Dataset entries
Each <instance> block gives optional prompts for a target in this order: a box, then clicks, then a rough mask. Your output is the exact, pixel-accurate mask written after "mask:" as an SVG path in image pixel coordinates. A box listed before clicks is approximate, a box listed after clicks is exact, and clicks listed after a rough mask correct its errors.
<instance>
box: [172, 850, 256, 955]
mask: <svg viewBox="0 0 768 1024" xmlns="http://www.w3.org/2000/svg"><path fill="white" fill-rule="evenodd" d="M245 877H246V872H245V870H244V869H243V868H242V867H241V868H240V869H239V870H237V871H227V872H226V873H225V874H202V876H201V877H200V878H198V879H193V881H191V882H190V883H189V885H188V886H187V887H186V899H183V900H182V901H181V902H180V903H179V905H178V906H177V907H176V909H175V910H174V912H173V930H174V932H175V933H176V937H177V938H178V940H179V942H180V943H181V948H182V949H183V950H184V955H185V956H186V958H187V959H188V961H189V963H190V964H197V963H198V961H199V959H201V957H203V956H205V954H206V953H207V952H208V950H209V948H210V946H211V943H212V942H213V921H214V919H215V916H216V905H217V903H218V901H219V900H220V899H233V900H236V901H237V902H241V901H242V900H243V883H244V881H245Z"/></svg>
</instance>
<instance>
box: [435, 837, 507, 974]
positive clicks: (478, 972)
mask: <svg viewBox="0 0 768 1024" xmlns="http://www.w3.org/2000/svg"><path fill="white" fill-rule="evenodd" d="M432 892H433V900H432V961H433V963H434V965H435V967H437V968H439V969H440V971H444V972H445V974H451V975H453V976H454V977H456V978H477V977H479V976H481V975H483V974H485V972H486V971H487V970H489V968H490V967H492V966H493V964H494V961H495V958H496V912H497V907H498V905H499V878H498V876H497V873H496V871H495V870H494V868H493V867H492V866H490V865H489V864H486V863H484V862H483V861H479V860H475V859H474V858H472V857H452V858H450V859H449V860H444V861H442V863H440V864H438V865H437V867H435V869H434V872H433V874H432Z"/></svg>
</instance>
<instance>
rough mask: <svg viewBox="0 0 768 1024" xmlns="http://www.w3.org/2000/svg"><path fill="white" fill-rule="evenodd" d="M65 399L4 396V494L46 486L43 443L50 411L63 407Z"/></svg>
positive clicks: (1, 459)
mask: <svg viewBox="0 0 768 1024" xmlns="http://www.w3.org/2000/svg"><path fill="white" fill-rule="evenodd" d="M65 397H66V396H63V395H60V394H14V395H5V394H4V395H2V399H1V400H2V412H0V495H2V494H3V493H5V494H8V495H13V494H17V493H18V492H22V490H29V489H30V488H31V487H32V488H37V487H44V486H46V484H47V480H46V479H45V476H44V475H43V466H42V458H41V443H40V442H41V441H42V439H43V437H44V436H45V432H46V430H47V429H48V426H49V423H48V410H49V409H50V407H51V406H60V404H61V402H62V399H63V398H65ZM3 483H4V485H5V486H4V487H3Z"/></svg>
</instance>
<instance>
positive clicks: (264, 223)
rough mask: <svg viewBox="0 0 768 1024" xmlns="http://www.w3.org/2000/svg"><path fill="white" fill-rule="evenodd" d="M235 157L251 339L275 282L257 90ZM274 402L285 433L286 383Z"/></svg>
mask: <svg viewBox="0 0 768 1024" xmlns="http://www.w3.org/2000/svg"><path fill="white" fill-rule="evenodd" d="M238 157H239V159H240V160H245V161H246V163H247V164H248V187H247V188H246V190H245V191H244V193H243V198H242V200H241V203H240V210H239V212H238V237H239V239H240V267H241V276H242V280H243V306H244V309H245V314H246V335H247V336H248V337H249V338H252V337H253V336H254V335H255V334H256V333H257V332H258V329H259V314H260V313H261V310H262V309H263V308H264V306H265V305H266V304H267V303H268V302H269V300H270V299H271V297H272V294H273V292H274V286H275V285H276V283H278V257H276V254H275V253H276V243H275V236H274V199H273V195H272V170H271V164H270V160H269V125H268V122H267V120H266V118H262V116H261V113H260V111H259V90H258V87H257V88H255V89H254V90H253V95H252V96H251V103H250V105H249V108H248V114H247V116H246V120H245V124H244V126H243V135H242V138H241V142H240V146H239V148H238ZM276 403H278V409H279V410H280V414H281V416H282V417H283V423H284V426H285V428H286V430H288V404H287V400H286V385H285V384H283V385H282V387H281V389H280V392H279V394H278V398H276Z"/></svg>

● **WHAT IS NEEDED**
Transcribe the records. Keep every word exactly as it stands.

● **EXERCISE RESPONSE**
Each <instance> block gives optional prompts for a target in this order: a box, then clicks, then a rough mask. Your output is the exact, pixel-accurate mask written after "mask:" as an SVG path in image pixel coordinates. A box listed before clicks is approximate, a box listed after clicks is exact, and clicks listed after a rough mask correct its errors.
<instance>
box: [172, 850, 256, 955]
mask: <svg viewBox="0 0 768 1024" xmlns="http://www.w3.org/2000/svg"><path fill="white" fill-rule="evenodd" d="M245 877H246V872H245V870H244V869H243V868H242V867H241V868H240V869H239V870H237V871H227V872H226V873H225V874H202V876H201V877H200V878H198V879H193V881H191V882H190V883H189V885H188V886H187V887H186V899H183V900H182V901H181V902H180V903H179V905H178V906H177V907H176V909H175V910H174V912H173V930H174V932H175V933H176V937H177V938H178V940H179V942H180V943H181V948H182V949H183V950H184V955H185V956H186V958H187V959H188V961H189V963H190V964H197V963H198V961H199V959H201V957H203V956H205V954H206V953H207V952H208V950H209V948H210V946H211V943H212V942H213V921H214V919H215V916H216V905H217V903H218V901H219V900H220V899H233V900H236V901H237V902H241V901H242V900H243V883H244V881H245Z"/></svg>
</instance>
<instance>
box: [435, 837, 507, 974]
positive clicks: (478, 972)
mask: <svg viewBox="0 0 768 1024" xmlns="http://www.w3.org/2000/svg"><path fill="white" fill-rule="evenodd" d="M432 892H433V900H432V961H433V963H434V965H435V967H437V968H439V969H440V971H444V972H445V974H451V975H453V976H454V977H456V978H477V977H479V976H481V975H483V974H485V972H486V971H487V970H489V968H490V967H492V966H493V964H494V961H495V958H496V912H497V907H498V905H499V878H498V876H497V873H496V871H495V870H494V868H493V867H492V866H490V865H489V864H486V863H484V862H483V861H479V860H475V859H474V858H472V857H452V858H450V859H449V860H444V861H442V863H440V864H438V865H437V867H435V869H434V872H433V874H432Z"/></svg>
</instance>
<instance>
rough mask: <svg viewBox="0 0 768 1024" xmlns="http://www.w3.org/2000/svg"><path fill="white" fill-rule="evenodd" d="M65 399L4 396V494L46 486L43 443L50 411L63 407Z"/></svg>
positive clicks: (1, 459)
mask: <svg viewBox="0 0 768 1024" xmlns="http://www.w3.org/2000/svg"><path fill="white" fill-rule="evenodd" d="M65 397H66V396H63V395H60V394H14V395H5V394H4V395H2V399H1V400H2V412H0V495H2V494H3V493H5V494H8V495H13V494H17V493H18V492H22V490H29V489H30V488H31V487H32V488H37V487H44V486H46V484H47V480H46V479H45V476H44V475H43V466H42V458H41V443H40V442H41V441H42V439H43V437H44V436H45V432H46V430H47V429H48V426H49V423H48V410H49V409H50V407H51V406H60V404H61V402H62V399H63V398H65ZM3 483H4V485H5V486H4V487H3Z"/></svg>
</instance>
<instance>
positive clicks: (264, 223)
rough mask: <svg viewBox="0 0 768 1024" xmlns="http://www.w3.org/2000/svg"><path fill="white" fill-rule="evenodd" d="M235 157L251 339L275 282L257 90ZM274 402L285 433L286 383Z"/></svg>
mask: <svg viewBox="0 0 768 1024" xmlns="http://www.w3.org/2000/svg"><path fill="white" fill-rule="evenodd" d="M238 157H239V159H240V160H245V161H246V163H247V164H248V187H247V188H246V190H245V191H244V193H243V198H242V200H241V203H240V210H239V212H238V237H239V239H240V267H241V276H242V280H243V306H244V309H245V314H246V335H247V336H248V337H249V338H252V337H253V336H254V335H255V334H256V333H257V332H258V329H259V314H260V313H261V310H262V309H263V308H264V306H265V305H266V304H267V303H268V302H269V300H270V299H271V297H272V294H273V292H274V286H275V285H276V283H278V257H276V254H275V253H276V243H275V236H274V199H273V195H272V170H271V164H270V160H269V125H268V122H267V120H266V118H262V116H261V113H260V111H259V90H258V87H257V88H255V89H254V90H253V95H252V96H251V103H250V105H249V108H248V114H247V116H246V120H245V124H244V126H243V135H242V138H241V142H240V146H239V148H238ZM276 403H278V409H279V410H280V414H281V416H282V417H283V423H284V426H285V428H286V430H288V404H287V400H286V385H285V384H283V385H282V387H281V389H280V392H279V394H278V398H276Z"/></svg>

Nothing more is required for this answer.